**DATA SUPPLIED**
--- Start ---

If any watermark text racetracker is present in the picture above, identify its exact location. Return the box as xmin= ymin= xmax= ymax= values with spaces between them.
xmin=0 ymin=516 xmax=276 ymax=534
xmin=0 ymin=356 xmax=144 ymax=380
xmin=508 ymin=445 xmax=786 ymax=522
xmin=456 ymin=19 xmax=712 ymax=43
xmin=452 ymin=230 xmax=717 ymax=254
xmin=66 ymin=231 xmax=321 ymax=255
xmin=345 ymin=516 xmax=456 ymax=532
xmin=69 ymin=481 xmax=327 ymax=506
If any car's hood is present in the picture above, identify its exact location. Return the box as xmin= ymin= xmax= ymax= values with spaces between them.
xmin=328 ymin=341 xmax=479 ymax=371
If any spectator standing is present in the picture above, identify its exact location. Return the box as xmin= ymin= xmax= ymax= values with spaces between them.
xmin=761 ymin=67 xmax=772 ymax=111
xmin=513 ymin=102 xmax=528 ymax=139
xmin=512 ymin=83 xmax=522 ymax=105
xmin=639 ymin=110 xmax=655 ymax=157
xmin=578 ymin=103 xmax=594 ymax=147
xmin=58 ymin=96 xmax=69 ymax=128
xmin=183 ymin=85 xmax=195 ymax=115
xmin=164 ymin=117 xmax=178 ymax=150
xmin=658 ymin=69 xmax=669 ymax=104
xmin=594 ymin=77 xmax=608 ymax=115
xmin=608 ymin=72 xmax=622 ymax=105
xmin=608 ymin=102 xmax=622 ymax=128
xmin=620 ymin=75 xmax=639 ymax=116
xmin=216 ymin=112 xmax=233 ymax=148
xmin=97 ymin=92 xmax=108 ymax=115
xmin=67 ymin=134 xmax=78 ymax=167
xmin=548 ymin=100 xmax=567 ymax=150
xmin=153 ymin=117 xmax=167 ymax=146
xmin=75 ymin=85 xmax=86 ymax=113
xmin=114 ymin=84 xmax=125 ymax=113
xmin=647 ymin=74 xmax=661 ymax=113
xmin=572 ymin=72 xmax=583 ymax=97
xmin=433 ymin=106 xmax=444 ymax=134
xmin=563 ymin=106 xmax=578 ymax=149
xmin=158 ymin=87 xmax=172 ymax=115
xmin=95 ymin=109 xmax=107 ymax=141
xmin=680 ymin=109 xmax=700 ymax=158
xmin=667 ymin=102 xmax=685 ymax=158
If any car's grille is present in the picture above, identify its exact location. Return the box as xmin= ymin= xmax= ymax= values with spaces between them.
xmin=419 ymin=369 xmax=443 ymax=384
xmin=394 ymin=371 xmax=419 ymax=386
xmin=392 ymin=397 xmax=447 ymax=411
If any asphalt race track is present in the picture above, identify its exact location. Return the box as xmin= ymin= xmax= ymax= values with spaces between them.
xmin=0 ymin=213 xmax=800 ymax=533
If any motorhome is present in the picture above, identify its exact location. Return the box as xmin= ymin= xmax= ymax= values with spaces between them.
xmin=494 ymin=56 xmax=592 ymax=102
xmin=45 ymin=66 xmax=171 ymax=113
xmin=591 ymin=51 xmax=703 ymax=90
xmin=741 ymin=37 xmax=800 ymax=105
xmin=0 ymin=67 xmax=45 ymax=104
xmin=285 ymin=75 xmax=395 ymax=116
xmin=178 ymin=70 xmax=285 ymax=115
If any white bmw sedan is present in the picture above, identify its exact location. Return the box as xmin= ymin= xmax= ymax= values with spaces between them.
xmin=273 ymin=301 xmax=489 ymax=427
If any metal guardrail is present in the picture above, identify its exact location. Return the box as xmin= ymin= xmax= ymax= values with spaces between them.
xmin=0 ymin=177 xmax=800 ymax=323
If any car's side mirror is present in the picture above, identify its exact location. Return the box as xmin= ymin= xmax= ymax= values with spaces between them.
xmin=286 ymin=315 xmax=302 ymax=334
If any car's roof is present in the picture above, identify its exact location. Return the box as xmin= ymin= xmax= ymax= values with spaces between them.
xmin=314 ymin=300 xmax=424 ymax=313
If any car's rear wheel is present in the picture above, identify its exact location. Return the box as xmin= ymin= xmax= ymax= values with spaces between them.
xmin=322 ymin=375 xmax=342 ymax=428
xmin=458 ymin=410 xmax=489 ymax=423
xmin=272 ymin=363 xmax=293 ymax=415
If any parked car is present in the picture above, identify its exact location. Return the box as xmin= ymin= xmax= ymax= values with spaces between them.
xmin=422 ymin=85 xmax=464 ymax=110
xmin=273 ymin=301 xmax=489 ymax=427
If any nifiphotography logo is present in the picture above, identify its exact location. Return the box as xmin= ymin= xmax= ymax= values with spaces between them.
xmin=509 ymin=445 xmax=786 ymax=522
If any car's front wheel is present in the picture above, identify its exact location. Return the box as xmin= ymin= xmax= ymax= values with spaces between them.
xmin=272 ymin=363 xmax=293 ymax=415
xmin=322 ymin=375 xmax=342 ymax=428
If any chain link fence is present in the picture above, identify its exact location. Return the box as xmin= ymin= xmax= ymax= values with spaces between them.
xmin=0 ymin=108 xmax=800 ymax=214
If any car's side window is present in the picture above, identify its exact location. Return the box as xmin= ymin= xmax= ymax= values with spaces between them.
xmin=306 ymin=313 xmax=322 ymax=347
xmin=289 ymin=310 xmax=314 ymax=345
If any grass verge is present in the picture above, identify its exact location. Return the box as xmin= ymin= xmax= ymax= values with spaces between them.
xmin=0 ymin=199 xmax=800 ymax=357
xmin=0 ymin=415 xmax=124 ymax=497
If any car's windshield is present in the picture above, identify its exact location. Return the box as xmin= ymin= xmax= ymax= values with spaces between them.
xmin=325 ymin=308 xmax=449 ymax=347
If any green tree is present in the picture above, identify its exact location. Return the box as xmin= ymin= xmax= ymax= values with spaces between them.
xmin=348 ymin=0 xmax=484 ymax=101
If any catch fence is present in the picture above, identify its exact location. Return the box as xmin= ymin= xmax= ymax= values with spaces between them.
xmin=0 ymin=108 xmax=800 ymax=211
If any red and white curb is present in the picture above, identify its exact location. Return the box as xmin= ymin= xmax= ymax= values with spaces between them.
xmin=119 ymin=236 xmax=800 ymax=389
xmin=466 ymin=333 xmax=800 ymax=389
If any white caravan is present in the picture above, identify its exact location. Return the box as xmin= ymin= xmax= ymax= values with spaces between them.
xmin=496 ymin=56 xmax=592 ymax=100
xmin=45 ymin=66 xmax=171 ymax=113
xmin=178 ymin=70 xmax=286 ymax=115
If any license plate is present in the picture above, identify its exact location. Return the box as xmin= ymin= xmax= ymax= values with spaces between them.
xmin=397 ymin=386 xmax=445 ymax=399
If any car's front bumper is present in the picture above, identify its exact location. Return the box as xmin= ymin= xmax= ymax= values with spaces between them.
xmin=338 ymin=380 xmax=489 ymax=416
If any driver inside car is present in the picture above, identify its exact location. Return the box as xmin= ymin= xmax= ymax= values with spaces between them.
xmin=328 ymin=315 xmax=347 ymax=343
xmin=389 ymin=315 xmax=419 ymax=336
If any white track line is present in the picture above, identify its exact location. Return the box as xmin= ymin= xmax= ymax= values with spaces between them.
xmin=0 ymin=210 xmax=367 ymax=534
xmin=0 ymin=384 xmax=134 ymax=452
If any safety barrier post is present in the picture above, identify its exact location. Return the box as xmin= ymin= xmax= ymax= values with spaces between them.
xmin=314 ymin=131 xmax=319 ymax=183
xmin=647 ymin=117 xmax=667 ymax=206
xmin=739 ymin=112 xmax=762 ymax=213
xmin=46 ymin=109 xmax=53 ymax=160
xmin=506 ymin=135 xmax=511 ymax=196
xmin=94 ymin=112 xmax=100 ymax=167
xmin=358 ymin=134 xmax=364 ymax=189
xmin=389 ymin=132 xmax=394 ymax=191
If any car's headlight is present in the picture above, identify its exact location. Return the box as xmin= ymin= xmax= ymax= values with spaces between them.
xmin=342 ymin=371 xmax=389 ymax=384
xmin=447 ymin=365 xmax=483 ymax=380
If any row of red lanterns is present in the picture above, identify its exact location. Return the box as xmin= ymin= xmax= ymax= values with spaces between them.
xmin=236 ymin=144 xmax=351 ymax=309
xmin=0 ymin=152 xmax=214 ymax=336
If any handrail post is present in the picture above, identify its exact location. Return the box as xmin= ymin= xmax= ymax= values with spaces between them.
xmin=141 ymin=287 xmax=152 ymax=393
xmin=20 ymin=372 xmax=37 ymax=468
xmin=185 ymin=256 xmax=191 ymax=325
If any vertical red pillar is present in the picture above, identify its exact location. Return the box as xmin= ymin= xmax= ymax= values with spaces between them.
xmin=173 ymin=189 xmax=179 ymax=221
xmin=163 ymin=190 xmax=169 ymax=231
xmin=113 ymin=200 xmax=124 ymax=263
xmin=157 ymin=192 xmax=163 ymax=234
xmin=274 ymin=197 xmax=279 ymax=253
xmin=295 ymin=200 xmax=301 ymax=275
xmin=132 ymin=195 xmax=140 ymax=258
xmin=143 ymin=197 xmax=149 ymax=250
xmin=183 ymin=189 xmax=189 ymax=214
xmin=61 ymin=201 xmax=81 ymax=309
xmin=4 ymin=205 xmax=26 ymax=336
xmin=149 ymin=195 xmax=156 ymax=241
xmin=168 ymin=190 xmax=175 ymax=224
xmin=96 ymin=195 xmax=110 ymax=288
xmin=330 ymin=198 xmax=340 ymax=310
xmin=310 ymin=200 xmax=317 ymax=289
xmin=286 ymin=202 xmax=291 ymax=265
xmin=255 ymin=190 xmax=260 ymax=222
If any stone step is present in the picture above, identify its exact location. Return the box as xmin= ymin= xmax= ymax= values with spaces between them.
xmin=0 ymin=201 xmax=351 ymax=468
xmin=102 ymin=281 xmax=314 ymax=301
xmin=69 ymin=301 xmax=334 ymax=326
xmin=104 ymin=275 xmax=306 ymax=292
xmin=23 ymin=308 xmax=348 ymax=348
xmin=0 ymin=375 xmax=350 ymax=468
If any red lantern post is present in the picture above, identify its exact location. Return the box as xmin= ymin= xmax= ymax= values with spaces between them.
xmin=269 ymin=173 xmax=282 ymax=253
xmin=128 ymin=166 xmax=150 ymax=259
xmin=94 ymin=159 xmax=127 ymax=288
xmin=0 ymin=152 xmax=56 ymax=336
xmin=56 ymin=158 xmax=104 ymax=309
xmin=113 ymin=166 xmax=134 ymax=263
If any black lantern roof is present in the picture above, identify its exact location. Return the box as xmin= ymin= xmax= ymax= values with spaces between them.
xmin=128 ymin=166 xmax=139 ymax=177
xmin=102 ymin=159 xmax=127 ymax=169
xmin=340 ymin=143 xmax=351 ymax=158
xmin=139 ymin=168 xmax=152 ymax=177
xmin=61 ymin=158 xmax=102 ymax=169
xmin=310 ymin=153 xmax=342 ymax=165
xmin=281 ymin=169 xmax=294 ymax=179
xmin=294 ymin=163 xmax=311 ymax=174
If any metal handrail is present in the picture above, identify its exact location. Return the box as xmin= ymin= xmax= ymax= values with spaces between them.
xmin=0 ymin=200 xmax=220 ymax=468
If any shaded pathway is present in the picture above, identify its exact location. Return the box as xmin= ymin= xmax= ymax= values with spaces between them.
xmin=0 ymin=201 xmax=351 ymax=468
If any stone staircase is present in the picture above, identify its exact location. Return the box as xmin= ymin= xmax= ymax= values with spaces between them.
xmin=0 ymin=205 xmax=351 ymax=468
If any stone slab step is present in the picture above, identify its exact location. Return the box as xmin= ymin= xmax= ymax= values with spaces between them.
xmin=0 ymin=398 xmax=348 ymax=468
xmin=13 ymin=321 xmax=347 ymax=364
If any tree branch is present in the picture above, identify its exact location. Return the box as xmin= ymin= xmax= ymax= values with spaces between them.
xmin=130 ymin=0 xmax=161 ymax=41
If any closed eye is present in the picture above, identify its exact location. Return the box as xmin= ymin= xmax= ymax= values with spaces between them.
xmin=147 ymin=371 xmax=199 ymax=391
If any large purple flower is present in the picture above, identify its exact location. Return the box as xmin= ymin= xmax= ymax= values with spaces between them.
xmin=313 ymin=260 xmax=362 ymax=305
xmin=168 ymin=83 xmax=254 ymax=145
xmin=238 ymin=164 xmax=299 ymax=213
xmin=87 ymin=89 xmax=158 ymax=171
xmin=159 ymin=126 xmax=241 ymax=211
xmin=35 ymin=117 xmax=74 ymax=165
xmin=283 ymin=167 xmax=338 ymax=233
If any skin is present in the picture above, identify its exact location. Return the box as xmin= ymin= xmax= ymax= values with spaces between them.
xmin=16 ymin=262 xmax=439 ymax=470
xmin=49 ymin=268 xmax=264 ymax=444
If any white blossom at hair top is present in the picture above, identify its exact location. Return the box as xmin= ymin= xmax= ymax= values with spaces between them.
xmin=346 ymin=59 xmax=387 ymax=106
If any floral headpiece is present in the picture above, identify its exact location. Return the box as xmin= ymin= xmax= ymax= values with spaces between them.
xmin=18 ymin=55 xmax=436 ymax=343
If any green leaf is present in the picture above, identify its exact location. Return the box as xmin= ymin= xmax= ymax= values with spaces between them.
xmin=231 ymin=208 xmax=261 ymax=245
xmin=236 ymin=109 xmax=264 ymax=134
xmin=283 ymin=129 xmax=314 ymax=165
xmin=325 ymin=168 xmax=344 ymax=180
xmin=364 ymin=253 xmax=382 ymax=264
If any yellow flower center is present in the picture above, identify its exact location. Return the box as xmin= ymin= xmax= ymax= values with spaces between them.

--- End ---

**GIVEN EXERCISE**
Copy out, exactly as they appear in the records above, the lines beginning with the one containing "If any catch" and ending with the one containing "xmin=389 ymin=315 xmax=419 ymax=336".

**RESULT OF THE TASK**
If any catch fence is present in the picture above, identify its exact location. Return the box as xmin= ymin= xmax= ymax= values with spaces between them.
xmin=0 ymin=108 xmax=800 ymax=211
If any red and white curb is present in the picture above, identify its exact location. Return the box as xmin= ymin= xmax= ymax= values with spaces between them.
xmin=119 ymin=236 xmax=800 ymax=389
xmin=466 ymin=333 xmax=800 ymax=389
If any white caravan is present in the picture above, identify its exact location. Return the box as xmin= ymin= xmax= ymax= values with spaces between them.
xmin=496 ymin=56 xmax=592 ymax=100
xmin=45 ymin=66 xmax=171 ymax=113
xmin=178 ymin=70 xmax=286 ymax=115
If any license plate is present in the picture above, identify its exact location. Return the box as xmin= ymin= xmax= ymax= values with spaces between them.
xmin=397 ymin=386 xmax=445 ymax=399
If any car's front bumper is present in the picture above, identify its exact location. Return the box as xmin= ymin= xmax= ymax= values with spaces between them.
xmin=338 ymin=380 xmax=489 ymax=416
If any driver inside car is present in the picture above, identify its exact location. Return the box as xmin= ymin= xmax= ymax= values with spaces between them.
xmin=328 ymin=315 xmax=347 ymax=343
xmin=389 ymin=315 xmax=419 ymax=336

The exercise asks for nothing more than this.